Die Aufgaben:
**A)** Wie viel Geld will die Bundeswehr laut dem Text über die neuen Ausgehuniformen dafür ausgeben?
**B)** Warum gab es nach dem Text über die neuen Ausgehuniformen sofort Kritik an der Nachricht? Antworte in ein bis drei Sätzen.
**C)** Führe den Text über die neuen Ausgehuniformen nach seinem letzten Satz weiter.

***** Vorliegender Auszug

Beschaffungs-Aufreger dieser Woche war die Nachricht „Bundeswehr will neue Ausgehuniformen für 850 Millionen Euro beschaffen!“ Sicherlich befeuert vom aufziehenden Bundestagswahlkampf gab es umgehend Kritik, dass das Bundesministerium der Verteidigung einerseits über weiterhin fehlende Mittel für das Erreichen der Kriegstüchtigkeit gegenüber der zunehmenden Bedrohung durch Russland klagt, aber offenbar andererseits Geld für schicke Klamotten übrig hat. Nicht vergessen wurde auch die Erwähnung, dass probetragende Soldaten enttäuscht von den geringen Änderungen am Design gewesen seien.

**********
***** Bereitgestellte Datensätze

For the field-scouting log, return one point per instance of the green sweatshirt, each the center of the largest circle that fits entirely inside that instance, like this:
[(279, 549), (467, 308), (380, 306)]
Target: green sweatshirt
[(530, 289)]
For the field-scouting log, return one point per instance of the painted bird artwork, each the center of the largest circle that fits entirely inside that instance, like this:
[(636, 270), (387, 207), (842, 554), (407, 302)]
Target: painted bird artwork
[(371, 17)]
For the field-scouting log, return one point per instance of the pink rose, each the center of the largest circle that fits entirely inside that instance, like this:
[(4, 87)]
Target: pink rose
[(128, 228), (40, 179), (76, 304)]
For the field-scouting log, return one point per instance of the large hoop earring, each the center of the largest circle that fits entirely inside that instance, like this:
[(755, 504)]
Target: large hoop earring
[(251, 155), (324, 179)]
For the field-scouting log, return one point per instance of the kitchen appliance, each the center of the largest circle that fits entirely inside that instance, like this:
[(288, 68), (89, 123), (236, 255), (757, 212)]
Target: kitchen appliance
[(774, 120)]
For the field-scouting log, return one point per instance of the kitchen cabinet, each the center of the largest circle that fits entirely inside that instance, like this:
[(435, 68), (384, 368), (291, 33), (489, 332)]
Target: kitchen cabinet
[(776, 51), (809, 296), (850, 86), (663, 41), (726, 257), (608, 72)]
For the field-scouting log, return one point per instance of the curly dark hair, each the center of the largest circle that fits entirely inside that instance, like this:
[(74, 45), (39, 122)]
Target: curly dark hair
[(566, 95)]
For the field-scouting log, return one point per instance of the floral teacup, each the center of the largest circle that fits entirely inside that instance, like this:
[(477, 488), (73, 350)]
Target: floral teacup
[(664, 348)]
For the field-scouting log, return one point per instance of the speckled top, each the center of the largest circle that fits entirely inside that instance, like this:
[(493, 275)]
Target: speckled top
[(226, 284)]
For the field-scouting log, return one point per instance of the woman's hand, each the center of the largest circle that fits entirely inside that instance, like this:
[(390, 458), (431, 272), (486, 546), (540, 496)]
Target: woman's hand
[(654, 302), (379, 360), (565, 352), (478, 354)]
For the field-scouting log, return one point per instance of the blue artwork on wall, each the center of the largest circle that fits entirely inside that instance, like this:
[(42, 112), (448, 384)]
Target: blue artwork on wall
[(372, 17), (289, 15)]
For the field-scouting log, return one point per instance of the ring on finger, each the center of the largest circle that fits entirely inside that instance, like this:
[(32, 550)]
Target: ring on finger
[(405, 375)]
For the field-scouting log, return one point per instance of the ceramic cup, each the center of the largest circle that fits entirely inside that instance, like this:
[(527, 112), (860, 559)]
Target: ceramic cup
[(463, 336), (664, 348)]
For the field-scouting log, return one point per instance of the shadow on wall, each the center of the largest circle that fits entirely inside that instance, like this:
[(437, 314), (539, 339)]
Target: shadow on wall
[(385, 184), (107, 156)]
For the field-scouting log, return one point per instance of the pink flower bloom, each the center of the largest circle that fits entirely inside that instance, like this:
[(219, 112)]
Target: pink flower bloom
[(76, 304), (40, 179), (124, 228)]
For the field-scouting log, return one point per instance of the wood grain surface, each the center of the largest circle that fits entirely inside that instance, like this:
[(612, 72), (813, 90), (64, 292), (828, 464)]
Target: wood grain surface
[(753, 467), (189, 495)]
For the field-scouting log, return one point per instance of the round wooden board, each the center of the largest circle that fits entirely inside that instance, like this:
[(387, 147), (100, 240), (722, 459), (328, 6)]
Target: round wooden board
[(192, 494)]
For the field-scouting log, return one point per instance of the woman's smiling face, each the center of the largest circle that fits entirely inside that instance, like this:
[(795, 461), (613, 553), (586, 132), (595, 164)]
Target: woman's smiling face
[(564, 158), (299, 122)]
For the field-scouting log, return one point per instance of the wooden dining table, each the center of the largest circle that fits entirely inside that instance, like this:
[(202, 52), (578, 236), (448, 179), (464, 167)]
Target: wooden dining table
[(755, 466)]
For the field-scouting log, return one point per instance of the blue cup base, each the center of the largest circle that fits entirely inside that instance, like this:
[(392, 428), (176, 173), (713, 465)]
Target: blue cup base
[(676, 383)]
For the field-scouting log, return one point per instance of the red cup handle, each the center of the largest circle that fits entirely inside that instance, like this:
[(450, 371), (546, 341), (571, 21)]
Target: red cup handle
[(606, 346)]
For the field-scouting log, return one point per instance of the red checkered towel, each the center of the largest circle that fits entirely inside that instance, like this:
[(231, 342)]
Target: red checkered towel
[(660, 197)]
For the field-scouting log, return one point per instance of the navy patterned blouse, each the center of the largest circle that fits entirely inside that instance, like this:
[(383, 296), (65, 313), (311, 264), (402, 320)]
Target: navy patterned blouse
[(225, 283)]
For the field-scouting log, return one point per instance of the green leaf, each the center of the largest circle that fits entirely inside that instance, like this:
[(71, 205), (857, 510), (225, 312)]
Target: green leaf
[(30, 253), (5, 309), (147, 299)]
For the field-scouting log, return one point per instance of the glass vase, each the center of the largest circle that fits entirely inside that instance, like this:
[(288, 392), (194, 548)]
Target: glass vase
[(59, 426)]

**********

Die Antworten:
**A)** 850 Millionen Euro.

**B)** Das Verteidigungsministerium klagt einerseits, dass weiter Geld fehlt, um gegen die wachsende Bedrohung durch Russland kriegstüchtig zu werden. Andererseits hat es offenbar Geld für schicke Kleidung übrig. Angeheizt wurde die Kritik wohl auch vom beginnenden Bundestagswahlkampf.

**C)**
Das BMVg bemühte sich klarzustellen, dass es erstens bei der Bundeswehr keine „Ausgehuniformen“ gebe, sondern nur den von vielen Soldatinnen und Soldaten täglich in Stabsverwendungen und bei repräsentativen Anlässen getragenen Dienstanzug. Dass zweitens die Entscheidung zur Einführung einer neuen Ausführung mit gegenüber dem aktuellen Stand aus den 70er Jahren leicht geänderten Schnitten und Stoffen bereits 2018 gefallen sei – diese aber im Rahmen der „Zeitenwende“ tatsächlich zunächst zurückgestellt wurde, um für 2,4 Milliarden Euro neue Kampfbekleidung und -ausstattung zu beschaffen. Und dass es sich drittens bei den 850 Millionen Euro (von denen im Übrigen über 300 Millionen bereits früher bewilligt worden seien) um den Finanzbedarf für die nächsten acht Jahre handele, um das bisherige Einkleidungssystem abzulösen.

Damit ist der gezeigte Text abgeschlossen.